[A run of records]
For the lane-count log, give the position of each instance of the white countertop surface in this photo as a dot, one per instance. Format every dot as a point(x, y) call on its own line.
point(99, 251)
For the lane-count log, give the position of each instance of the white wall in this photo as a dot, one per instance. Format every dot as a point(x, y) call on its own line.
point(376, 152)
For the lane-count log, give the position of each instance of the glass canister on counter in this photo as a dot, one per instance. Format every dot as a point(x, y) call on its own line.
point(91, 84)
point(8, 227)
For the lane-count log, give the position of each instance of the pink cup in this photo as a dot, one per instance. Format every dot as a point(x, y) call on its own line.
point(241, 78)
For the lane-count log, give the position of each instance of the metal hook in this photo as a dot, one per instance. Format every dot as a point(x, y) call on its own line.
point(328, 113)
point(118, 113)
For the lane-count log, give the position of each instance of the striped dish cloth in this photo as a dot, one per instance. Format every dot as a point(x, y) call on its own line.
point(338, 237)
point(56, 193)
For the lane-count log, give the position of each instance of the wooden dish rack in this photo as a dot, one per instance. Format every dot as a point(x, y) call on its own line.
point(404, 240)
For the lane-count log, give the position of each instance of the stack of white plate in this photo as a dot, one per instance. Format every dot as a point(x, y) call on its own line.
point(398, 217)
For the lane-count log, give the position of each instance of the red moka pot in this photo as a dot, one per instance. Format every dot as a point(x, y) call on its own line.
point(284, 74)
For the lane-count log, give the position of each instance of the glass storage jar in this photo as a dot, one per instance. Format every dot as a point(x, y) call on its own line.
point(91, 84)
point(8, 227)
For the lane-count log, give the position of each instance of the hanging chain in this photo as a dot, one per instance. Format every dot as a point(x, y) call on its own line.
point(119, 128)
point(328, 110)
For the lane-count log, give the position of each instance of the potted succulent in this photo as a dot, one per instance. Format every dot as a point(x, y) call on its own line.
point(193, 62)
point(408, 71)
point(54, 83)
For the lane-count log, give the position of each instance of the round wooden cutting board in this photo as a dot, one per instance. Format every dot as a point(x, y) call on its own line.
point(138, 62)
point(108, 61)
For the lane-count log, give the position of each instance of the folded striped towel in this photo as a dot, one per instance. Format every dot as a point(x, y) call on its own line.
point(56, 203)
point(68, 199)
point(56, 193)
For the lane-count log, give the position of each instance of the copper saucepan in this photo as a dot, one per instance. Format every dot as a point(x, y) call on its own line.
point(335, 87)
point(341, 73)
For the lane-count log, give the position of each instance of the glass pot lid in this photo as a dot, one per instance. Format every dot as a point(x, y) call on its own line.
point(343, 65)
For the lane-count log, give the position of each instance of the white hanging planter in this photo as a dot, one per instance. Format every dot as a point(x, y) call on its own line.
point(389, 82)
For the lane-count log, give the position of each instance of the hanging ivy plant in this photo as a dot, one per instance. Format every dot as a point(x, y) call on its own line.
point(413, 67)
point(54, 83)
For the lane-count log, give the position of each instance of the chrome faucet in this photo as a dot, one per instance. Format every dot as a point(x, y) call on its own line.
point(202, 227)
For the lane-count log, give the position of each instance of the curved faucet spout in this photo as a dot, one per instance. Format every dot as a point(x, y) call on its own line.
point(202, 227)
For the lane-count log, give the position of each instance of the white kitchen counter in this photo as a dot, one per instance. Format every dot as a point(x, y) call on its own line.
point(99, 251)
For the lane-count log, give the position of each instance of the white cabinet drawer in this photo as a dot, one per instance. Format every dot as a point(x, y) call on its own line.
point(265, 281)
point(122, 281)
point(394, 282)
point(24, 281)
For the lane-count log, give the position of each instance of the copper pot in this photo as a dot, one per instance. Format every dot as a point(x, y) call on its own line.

## Task statement
Please set down the whole listing above without altering a single line.

## Expected output
For the lane-count log, give the position of each instance of the white countertop surface in this photo as a dot, one per instance. Format every dot as a point(x, y) call on its own line.
point(99, 251)
For the lane-count log, give the position of each instance of the white wall in this photo as a dot, one per instance. Format every dot as a point(x, y) call on its own line.
point(376, 152)
For the lane-count log, give the position of each instance of the glass canister on counter in this photo as a dot, one per instance. Format every dot as a point(x, y) call on its own line.
point(91, 84)
point(8, 227)
For the lane-count log, give the position of each instance of the pink cup in this photo as a dot, one per instance. Format every dot as a point(x, y) call on its own line.
point(241, 78)
For the lane-count log, give the position of each instance of the metal hook in this photo as a dot, one per instance. Format every dot as a point(x, y) call on its own line.
point(328, 113)
point(118, 113)
For the lane-count log, give the position of each instance of the striped dish cloth in this photo as a dot, one per instance. Format every dot as a point(x, y) call on its own line.
point(338, 237)
point(56, 193)
For the lane-count log, give the position of each instance of the wooden dish rack in this photo as a dot, one per instance. Format every dot as a point(x, y) call on its own line.
point(404, 240)
For the lane-count log, give the position of each instance of the stack of white plate in this photo as a dot, one per instance. Format every dot as a point(x, y) call on its own line.
point(398, 217)
For the lane-count log, give the position of each instance of the red moka pot in this photo as a dot, one per instance. Format every dot as a point(x, y) call on its own line.
point(284, 74)
For the lane-count log, give the position of each instance of the glass storage jar in this photo as a dot, one per instance. Format every dot as a point(x, y) call on its own line.
point(91, 84)
point(8, 227)
For the lane-count log, give the position of each instance of the hanging chain in this photo as a dot, one per instance. Format every dot as a point(x, y) call on its own line.
point(119, 128)
point(328, 110)
For the lane-count log, give the position of each instance of the potted succulent in this photo as a dot, one per instance. Format every dot as a point(x, y) call on its own line.
point(193, 62)
point(408, 71)
point(54, 83)
For the lane-count log, give the position of each instance of the round wooden cutting board in this photo as a dot, one per instance. Format every dot as a point(x, y) call on its own line.
point(138, 62)
point(108, 61)
For the lane-count log, give the position of each instance of the folded striped towel in this photo as a dot, one per instance. Format every dot as a point(x, y) call on its own line.
point(56, 203)
point(68, 199)
point(56, 193)
For the lane-count log, give the position of each instance of the copper saucepan in this photo as a dot, one per instance. Format every dot as a point(x, y) call on its own line.
point(335, 87)
point(341, 73)
For the lane-count log, give the position of each instance of the glass pot lid in this photo as a dot, one per instance. Format every dot as a point(x, y) call on its own line.
point(343, 65)
For the lane-count log, give the position of each instance of the white hanging planter in this photo as a dot, one per instance. Format every dot as a point(x, y) call on its own line.
point(389, 82)
For the lane-count log, give the position of each instance of the hanging ivy plant in this photo as a dot, one per instance. Format every dot as a point(x, y) call on its own line.
point(413, 67)
point(54, 83)
For the lane-count log, give the position of each instance of the chrome faucet in this photo as a dot, one per instance. Format every dot as a point(x, y) call on its own line.
point(202, 227)
For the lane-count log, give the position of each instance of the curved faucet spout in this photo as a dot, one per instance. Format every dot as a point(x, y) call on its own line.
point(202, 227)
For the lane-count log, give the position of each instance of the white kitchen counter in this photo as a dot, one per instance. Format every dot as a point(x, y) call on its own line.
point(99, 251)
For the lane-count log, give the position of each instance of the white cabinet drawer in this photo as a dot, one per instance. Format every dot as a point(x, y) call on its own line.
point(265, 281)
point(122, 281)
point(394, 282)
point(24, 281)
For the lane-count log, give the position of each instance of the copper pot in this photo as a dot, one per instance. Format every dot as a point(x, y) call on its own line.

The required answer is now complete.